[Point localization data]
★ ★ ★ ★ ★

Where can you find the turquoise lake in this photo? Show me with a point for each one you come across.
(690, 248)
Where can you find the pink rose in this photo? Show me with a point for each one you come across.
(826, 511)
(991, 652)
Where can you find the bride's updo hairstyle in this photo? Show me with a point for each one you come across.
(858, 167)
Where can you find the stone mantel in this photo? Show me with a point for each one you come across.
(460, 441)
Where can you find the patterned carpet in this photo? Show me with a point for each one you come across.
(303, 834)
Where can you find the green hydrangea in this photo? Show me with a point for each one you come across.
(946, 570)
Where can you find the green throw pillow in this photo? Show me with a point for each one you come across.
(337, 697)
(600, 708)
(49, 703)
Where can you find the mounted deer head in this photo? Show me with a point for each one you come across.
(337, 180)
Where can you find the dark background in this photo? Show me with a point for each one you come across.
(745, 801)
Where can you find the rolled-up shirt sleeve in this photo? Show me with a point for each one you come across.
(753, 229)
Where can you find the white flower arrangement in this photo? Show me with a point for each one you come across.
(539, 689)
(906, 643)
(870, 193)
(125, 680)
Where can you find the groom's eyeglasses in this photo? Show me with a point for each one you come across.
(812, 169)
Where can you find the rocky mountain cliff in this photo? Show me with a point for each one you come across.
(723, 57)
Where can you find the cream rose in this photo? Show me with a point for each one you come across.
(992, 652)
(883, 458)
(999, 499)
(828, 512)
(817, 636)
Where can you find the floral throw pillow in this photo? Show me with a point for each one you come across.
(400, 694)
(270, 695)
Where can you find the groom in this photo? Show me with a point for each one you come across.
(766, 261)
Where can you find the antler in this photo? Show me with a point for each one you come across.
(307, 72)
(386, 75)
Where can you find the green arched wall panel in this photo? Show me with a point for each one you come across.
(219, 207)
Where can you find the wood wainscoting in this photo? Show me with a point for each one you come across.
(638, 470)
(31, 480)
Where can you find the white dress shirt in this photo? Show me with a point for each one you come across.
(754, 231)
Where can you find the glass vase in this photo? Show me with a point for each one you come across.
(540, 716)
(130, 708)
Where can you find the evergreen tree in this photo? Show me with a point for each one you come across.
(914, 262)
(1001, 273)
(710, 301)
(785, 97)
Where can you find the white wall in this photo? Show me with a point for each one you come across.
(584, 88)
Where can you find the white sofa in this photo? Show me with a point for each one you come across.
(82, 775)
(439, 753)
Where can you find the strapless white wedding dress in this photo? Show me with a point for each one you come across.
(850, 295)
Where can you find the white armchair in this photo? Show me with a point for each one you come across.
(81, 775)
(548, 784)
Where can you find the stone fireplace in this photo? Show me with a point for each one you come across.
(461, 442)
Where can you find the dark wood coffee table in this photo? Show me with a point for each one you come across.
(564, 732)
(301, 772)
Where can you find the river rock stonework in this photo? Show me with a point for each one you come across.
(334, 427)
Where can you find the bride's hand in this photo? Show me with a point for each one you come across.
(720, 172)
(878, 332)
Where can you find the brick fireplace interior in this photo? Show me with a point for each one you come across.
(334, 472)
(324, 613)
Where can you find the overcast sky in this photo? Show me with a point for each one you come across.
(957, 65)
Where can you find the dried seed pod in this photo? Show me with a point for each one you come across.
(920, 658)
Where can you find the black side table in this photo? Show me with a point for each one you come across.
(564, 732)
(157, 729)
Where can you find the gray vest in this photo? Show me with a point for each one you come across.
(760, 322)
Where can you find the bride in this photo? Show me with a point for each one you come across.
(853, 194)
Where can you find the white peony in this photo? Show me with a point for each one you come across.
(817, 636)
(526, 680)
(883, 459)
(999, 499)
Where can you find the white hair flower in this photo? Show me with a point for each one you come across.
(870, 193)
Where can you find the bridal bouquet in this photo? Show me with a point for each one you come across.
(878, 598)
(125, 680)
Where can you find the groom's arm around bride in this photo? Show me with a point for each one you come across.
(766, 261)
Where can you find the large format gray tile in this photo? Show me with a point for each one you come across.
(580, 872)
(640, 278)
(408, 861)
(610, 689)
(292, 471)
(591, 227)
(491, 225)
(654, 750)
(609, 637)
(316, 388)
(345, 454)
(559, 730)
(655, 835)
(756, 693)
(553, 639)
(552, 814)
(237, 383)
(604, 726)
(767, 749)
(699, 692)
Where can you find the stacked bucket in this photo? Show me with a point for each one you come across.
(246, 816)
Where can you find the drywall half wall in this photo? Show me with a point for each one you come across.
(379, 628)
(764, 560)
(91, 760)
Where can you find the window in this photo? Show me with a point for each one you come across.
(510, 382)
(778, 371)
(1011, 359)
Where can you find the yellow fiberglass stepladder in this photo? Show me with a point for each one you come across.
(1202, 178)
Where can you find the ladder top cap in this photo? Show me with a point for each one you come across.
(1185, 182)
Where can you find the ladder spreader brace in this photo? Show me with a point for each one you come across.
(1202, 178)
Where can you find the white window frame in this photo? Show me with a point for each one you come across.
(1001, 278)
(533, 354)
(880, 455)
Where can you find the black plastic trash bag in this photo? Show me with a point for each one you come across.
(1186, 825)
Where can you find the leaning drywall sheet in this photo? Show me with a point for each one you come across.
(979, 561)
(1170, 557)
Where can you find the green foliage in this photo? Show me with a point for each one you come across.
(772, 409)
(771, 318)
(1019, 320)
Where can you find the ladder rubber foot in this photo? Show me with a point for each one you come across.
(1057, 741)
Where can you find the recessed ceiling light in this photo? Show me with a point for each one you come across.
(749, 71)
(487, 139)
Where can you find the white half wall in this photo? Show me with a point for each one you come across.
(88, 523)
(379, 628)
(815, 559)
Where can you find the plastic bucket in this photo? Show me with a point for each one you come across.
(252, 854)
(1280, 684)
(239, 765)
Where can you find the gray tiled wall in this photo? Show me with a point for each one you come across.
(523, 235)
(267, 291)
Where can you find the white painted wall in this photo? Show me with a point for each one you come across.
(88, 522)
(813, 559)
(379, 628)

★ ★ ★ ★ ★

### Task to complete
Each entry above is to be set down again in exactly the same words.

### Answer below
Where can you find the turquoise lake in this photo? Show me with a point for each one you come across.
(690, 248)
Where can you find the pink rose in this photo? Show me with a point for each one you come across.
(826, 511)
(991, 652)
Where can you find the bride's updo hairstyle in this photo? Show me with a point for each one you come across.
(858, 167)
Where can you find the stone mantel in this photo? Show me with a point for each one you come across.
(460, 441)
Where can you find the patterned carpet in this photo? Show me with a point for each one you come across.
(303, 834)
Where can you find the green hydrangea in this photo? Show me with a point for each one you come across.
(946, 570)
Where can you find the green throw pillow in this photo? Show me with a point for each one you come across.
(337, 697)
(600, 708)
(49, 703)
Where can you find the mounted deer head in this photo? Show me with a point for each one you come across.
(337, 180)
Where can you find the dark background in this photo? Show me with a point for each one you come across.
(745, 801)
Where can you find the rolled-up shirt sleeve in this photo? Show me with a point for each one you come across.
(753, 229)
Where can you find the white flower arrangement in this photo? Show me with a point for each one you come across.
(539, 689)
(906, 643)
(870, 193)
(125, 680)
Where can you find the groom's eyeglasses in this photo? Show me with a point for each one you come across.
(812, 169)
Where can you find the rocky mountain cliff in this photo? Show me with a point for each one you come across.
(723, 57)
Where can you find the cream rose in this photo? Show me with a point for each one you come across.
(992, 652)
(883, 458)
(999, 499)
(828, 512)
(817, 636)
Where can you find the floral throw pillow in this photo? Show me with a point for each one you come across.
(400, 694)
(270, 695)
Where can you find the groom in this photo? Show me with a point for each one you come across.
(766, 261)
Where can you find the antler in this photo? Show me with a point for each one you come across.
(307, 72)
(386, 75)
Where can you find the green arched wall panel in this photo? Show me with a point for each one you come across.
(219, 207)
Where can you find the wood wainscoting in this photo? Show me with a point for each one you come across.
(638, 470)
(31, 480)
Where can you find the white dress shirt in this photo? Show me with a point for each one you come across.
(754, 231)
Where can you find the glass vase in this photo? Show me with a point for each one you come across.
(540, 716)
(130, 708)
Where can you find the evergreen tree in this photo? Show me with a point for each one you come across.
(914, 262)
(1001, 273)
(710, 301)
(785, 97)
Where can you find the white wall in this photo? Show me with a point for each one you come across.
(584, 88)
Where can you find the white sofa in this photo? Show me with a point for each one you come across.
(82, 775)
(439, 753)
Where can you find the strapless white wedding dress in this photo? Show me with a point for each one you come across.
(850, 295)
Where can you find the white armchair in this photo? Show me with a point for each one you come across.
(81, 775)
(548, 784)
Where can you find the stone fireplace in this photo? Show me with a point for each one you come across.
(461, 442)
Where can you find the dark wood coffee table in this photo? Show me with a point for each one you come across.
(564, 732)
(301, 772)
Where can you find the river rock stonework in this photo? Show me with a point for each one you come across.
(334, 427)
Where can you find the bride's hand in this photo? Show me with a point for each one you come across.
(720, 172)
(878, 332)
Where can you find the brick fireplace interior in this photo? Show me with a point for each one you come across.
(334, 472)
(324, 613)
Where can you find the overcast sky in this photo? Show me with a point for each one you come across.
(957, 65)
Where can you find the dried seed pod in this photo? Show me with a point for each one you come across.
(920, 658)
Where can you find the black side table in this photo? Show me with a point for each one you come across.
(564, 732)
(157, 729)
Where can you find the gray vest in this photo? Show me with a point for each one you come across.
(760, 322)
Where can you find the bride in this photo? Show me with a point for each one you come across.
(853, 194)
Where can you find the white peony in this photo? Show me with a point for each one you come across.
(817, 636)
(526, 680)
(883, 459)
(999, 499)
Where can you find the white hair flower in this photo? Show me with a point for each one you come across.
(870, 193)
Where can you find the bridal bouquet in this photo? Show me with a point for each one you come across.
(878, 598)
(125, 680)
Where can you find the groom's arm around bride in this photo? Show me with a point for each one you come across.
(766, 261)
Where can you find the large format gray tile in this photo? Show me with a point for each one you come across.
(580, 872)
(640, 278)
(408, 861)
(610, 689)
(292, 471)
(591, 227)
(491, 225)
(654, 750)
(609, 637)
(316, 388)
(345, 454)
(559, 730)
(655, 835)
(756, 693)
(553, 639)
(552, 814)
(237, 383)
(604, 726)
(767, 749)
(699, 692)
Where can you find the stacked bucket in this photo? Show me with a point for each one you come across.
(246, 816)
Where can you find the drywall half wall in this photo? Show me with a point for each one you come across.
(379, 628)
(764, 560)
(91, 760)
Where can you find the window in this photo? Show me with a point for each one you come across.
(510, 382)
(778, 371)
(1011, 359)
Where can you find the yellow fiberglass stepladder in this photo? Show me with a point for each one you come across.
(1202, 178)
Where can you find the ladder top cap in this photo? Show me with a point for each one you come across.
(1185, 182)
Where can you find the ladder spreader brace in this photo? Show me with a point for each one you come across.
(1202, 178)
Where can you find the white window frame in this photo? Show me with a point for each one you come across.
(1001, 278)
(533, 354)
(880, 455)
Where can you find the black plastic trash bag in this photo? Show me with a point for each one you come across.
(1186, 825)
Where can you find the leaning drywall sheet in this photo? Show me with a point for each one you come across.
(979, 561)
(1170, 557)
Where can you find the green foliage in this photo? Show me with a point for each one you come across.
(772, 409)
(771, 318)
(1019, 320)
Where can you find the ladder rubber foot in this photo? Show me with a point for each one you come across.
(1057, 741)
Where can you find the recessed ceiling light in this photo? Show me with a point for each one you come across.
(749, 71)
(487, 139)
Where can you find the white half wall in this photo? Show me with a point for each one you come across.
(88, 523)
(379, 628)
(815, 559)
Where can you find the plastic bucket in this photo? Show me with a point for each one you come across.
(252, 854)
(1280, 684)
(239, 765)
Where can you find the gray tiled wall in this photo? Show me with a point for each one you come across.
(523, 235)
(267, 291)
Where can you find the white painted wall in this photo? Show me with a point for each one you come across.
(88, 522)
(813, 559)
(379, 628)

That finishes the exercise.